Managing a business is second nature to Nzukuma. In fact, you could say that destiny prepared him for business leadership from an early age.

“Growing up with entrepreneurial parents was my first exposure to business,” he agrees. “My father was a civil servant but also he had a general dealer business in the township, so I learnt a lot from that: how to manage money, how to make decisions, how to manage people. This helped me to get into management quite early in my life. I’ve been managing people from age 25.”

Add education to experience and you have a recipe for high-flying success in the corporate world. “Doing an MBA gave me a lot of understanding of the value chain of an enterprise. Of course, it’s important to have mentors all the way, just to guide you in terms of your stance in life.”

Asked to cite his greatest accomplishments to date, Nzukuma names three: “Transforming an organisation the size of Metropolitan in the four years I spent in that role was quite a milestone for me. Second, personally, is investing the time to be a good family man.

“Third, education: four years ago I finished my Doctorate in Psychology, which on top of work and family was a challenging undertaking.”

Now he is poised to use his background in sales, marketing, distribution and insurance general management to grow the brokerage and distribution businesses for Momentum.

The view from the top

Momentum Retail is probably the biggest division in the group; as CEO, Nzukuma has his work cut out. “It’s a typical value chain business, with product development, channels, marketing, finance and human resources, so I bring two core capabilities: First, to set strategy: you need to create a vision with your team of where you want to take this business to. It’s a very forward-looking view, thinking in terms of three, four, five, ten years from now, so there’s a whole process in terms of understanding the external pressures involved. It’s almost an outside/in approach. Then, once we form the strategy, the key is to create an operating model around it, and from there create a structure to achieve the strategy. Then you need to provide resources.

“The second part of my responsibility entails developing an inspiring culture for the business. Culture plays an important role: the CEO is the custodian of an organisation’s culture, so if you walk into a business and it behaves in a certain way, it’s your responsibility. The culture in your area is that way because of you, as a leader.

“In short, my role as leader is creating direction, providing certainty, getting the resources, monitoring the execution of that direction and then managing the culture,” he says.

To this end, Nzukuma has two primary objectives: “To change Momentum from being a sales-driven organisation to an advice-driven organisation that focuses on client engagement, and to bring about further growth in Momentum.”

Multiplier of excellence

Leadership is a topic on which Nzukuma has firm, clear views. “A leader should have empathy, humility and innovation. A good leader is a multiplier of excellence, not a diminisher of excellence. A good leader is transformational and gives employees the space to be themselves. This is quite a difficult thing—leaders have to be careful not to become egotistical, putting themselves first instead of allowing the people around them to step up to leadership as well.”

**PROMPT:** From the profile of Nzukuma, print the passage starting at "The view from" and ending at "to provide resources.", word for word.

**ITEMS:**
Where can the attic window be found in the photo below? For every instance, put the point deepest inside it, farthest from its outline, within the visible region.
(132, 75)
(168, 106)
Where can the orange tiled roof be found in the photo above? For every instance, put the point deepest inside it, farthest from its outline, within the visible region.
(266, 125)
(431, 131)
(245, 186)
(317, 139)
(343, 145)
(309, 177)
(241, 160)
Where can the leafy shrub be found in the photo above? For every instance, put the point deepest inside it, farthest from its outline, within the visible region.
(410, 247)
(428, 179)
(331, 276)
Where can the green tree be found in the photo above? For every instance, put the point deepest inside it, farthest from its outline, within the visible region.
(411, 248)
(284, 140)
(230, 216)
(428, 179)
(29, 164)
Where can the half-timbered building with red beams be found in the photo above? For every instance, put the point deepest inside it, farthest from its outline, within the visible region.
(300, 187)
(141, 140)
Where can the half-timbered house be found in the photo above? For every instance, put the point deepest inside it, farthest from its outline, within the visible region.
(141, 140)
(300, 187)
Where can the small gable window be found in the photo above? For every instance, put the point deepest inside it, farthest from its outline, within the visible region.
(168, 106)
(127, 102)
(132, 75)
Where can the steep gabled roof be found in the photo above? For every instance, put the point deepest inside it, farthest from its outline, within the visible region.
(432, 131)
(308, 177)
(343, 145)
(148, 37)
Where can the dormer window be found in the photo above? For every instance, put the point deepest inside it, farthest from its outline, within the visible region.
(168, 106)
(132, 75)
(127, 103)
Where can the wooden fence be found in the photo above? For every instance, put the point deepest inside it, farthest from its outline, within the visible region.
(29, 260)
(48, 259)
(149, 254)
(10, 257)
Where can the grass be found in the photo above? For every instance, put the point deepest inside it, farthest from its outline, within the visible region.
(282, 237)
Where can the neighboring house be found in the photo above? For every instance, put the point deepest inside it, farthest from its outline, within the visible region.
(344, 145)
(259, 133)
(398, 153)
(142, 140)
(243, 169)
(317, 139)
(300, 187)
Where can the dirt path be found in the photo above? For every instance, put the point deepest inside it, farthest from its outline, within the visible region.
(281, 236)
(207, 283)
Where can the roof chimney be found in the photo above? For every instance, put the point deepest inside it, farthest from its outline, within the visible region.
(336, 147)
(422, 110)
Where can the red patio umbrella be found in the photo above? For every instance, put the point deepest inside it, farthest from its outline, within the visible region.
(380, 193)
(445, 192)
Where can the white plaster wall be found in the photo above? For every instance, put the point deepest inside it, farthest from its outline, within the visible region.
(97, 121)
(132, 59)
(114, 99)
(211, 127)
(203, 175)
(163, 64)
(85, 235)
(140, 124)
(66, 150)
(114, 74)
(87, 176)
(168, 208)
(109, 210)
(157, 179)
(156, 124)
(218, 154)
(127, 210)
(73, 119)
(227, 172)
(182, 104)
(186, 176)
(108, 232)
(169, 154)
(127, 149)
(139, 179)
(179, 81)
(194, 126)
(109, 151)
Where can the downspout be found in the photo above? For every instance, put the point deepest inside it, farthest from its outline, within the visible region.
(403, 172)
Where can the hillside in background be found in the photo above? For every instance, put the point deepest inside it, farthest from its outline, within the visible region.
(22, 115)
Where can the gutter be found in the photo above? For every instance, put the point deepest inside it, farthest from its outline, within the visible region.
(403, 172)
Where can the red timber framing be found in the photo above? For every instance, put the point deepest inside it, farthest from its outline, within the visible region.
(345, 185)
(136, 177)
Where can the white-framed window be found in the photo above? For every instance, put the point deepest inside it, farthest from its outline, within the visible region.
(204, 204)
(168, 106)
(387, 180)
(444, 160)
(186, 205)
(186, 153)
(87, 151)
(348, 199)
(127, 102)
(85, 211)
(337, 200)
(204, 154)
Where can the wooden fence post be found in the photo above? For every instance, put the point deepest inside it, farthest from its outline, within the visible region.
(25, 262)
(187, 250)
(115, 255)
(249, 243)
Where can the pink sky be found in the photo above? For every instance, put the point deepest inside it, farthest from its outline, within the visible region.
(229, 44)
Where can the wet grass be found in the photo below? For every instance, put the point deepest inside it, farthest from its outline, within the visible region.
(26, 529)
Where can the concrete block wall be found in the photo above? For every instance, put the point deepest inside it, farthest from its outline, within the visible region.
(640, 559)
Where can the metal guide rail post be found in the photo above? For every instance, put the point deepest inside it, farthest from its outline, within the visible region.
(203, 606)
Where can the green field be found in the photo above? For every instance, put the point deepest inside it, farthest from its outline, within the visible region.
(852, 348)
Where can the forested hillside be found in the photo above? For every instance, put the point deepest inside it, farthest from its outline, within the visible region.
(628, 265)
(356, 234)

**COMPLETE RESPONSE:**
The view from the top

Momentum Retail is probably the biggest division in the group; as CEO, Nzukuma has his work cut out. “It’s a typical value chain business, with product development, channels, marketing, finance and human resources, so I bring two core capabilities: First, to set strategy: you need to create a vision with your team of where you want to take this business to. It’s a very forward-looking view, thinking in terms of three, four, five, ten years from now, so there’s a whole process in terms of understanding the external pressures involved. It’s almost an outside/in approach. Then, once we form the strategy, the key is to create an operating model around it, and from there create a structure to achieve the strategy. Then you need to provide resources.